§ **Directions**
In the entries below, find the lines that contain the word "cello" and copy them.

§ **Exercise data**
# # # # #
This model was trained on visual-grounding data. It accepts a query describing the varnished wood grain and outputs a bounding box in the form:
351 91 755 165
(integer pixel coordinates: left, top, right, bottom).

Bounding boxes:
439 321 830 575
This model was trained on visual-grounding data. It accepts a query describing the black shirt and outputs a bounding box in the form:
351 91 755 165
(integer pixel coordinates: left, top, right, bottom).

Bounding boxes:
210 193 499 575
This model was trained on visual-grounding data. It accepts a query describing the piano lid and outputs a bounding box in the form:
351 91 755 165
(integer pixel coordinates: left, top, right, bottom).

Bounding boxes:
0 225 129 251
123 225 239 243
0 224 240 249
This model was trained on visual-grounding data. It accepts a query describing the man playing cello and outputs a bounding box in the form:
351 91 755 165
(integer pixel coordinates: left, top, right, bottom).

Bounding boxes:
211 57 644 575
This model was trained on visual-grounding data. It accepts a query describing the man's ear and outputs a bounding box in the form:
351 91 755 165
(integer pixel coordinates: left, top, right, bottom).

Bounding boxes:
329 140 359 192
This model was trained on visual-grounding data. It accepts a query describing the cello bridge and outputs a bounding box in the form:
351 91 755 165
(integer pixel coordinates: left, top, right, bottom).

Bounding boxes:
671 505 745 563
# # # # #
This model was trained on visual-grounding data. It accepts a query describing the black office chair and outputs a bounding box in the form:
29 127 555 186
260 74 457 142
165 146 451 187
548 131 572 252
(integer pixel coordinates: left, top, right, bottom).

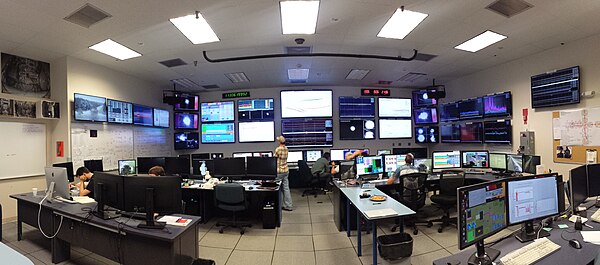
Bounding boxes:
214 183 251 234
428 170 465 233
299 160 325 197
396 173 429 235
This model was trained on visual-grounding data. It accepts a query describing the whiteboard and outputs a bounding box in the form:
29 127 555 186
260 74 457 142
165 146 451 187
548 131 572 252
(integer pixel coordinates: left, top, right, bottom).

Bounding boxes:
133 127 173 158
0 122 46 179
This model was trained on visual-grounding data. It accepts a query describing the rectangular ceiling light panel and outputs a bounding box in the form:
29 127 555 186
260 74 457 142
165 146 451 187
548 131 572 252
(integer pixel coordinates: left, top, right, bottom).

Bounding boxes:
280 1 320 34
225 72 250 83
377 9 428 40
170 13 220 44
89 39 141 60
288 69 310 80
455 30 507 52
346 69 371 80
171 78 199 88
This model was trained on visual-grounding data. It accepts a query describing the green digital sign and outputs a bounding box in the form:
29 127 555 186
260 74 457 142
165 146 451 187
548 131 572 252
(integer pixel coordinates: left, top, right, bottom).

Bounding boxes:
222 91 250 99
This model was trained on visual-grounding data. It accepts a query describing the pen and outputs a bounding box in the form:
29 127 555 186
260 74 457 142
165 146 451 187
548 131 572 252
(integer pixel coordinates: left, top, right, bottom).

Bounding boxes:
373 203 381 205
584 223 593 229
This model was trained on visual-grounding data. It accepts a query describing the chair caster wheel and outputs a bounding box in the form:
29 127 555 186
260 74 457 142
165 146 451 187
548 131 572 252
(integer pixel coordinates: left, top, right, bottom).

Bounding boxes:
# # # # #
§ **Exercise solution**
This model was trained on visual-grounding data. It accepts a query describing the man playing cello and outputs a bounding box in the form:
This model was trained on visual-grounding data. It accepts a query describing the cello bridge and outputs a bounding box in the form:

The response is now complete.